### THE REQUEST
Recast the listing, from the line with "shorts. For each occurrence, report its box." up to and including the line with "[122,156,139,189]", as a Markdown table with the columns Row and Line. Number each line, and leave out blank lines.

### Bounding box annotation entries
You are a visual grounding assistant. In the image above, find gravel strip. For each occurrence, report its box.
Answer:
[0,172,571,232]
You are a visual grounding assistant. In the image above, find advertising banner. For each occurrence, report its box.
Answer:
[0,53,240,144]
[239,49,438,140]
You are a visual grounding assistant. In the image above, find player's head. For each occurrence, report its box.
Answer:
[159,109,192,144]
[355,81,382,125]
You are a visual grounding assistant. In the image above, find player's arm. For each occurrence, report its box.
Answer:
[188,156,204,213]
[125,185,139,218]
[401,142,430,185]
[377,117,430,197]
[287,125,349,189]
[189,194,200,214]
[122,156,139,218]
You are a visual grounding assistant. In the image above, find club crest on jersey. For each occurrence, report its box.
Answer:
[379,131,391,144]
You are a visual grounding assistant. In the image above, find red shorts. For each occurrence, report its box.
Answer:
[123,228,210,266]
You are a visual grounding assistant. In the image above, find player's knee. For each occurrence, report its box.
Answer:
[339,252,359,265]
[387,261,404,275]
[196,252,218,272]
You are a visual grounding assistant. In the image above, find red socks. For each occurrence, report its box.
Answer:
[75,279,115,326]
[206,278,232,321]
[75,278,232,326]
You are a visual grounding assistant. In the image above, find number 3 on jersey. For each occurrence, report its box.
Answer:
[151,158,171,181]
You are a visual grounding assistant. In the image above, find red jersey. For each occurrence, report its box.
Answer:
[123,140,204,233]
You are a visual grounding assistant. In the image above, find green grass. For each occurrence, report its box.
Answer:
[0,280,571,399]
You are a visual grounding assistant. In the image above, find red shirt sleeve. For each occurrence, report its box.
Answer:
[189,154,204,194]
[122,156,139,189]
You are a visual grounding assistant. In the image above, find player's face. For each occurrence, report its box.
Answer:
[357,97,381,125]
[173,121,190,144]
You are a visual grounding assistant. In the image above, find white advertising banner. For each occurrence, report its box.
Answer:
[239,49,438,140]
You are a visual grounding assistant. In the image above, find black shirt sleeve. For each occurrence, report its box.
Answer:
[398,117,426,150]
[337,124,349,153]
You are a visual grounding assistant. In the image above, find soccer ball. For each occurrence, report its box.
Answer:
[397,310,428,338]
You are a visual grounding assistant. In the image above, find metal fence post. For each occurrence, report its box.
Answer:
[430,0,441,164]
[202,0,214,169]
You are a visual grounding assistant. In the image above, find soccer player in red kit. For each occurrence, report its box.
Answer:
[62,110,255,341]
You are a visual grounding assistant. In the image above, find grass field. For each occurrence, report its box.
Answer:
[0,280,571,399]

### TASK RESULT
| Row | Line |
|---|---|
| 1 | You are a visual grounding assistant. In the image above, find red shorts. For each occurrence, report its box. |
| 2 | Answer: |
| 3 | [123,228,210,266] |
| 4 | You are a visual grounding assistant. In the image above, find player's knee. For each occurrence, report its box. |
| 5 | Answer: |
| 6 | [339,252,359,265] |
| 7 | [387,261,404,275] |
| 8 | [196,252,218,272] |
| 9 | You are a visual grounding assistant. In the image above, find red socks. For each occurrence, report its box. |
| 10 | Answer: |
| 11 | [75,279,115,326] |
| 12 | [206,278,232,321] |
| 13 | [75,278,232,326] |
| 14 | You are a visual grounding assistant. In the image above, find number 3 on jersey. For each occurrence, report its box. |
| 15 | Answer: |
| 16 | [151,158,171,181] |
| 17 | You are a visual grounding assistant. In the image above, find red jersey. For each occurrence, report its box. |
| 18 | Answer: |
| 19 | [123,140,204,233] |
| 20 | You are a visual grounding assistant. In the image above, find green grass. For each occurrence, report its box. |
| 21 | Answer: |
| 22 | [0,280,571,399] |
| 23 | You are a visual grounding assistant. In the image above, find red shirt sleeve. For each occurrence, report its box. |
| 24 | Answer: |
| 25 | [189,154,204,194] |
| 26 | [122,156,139,189] |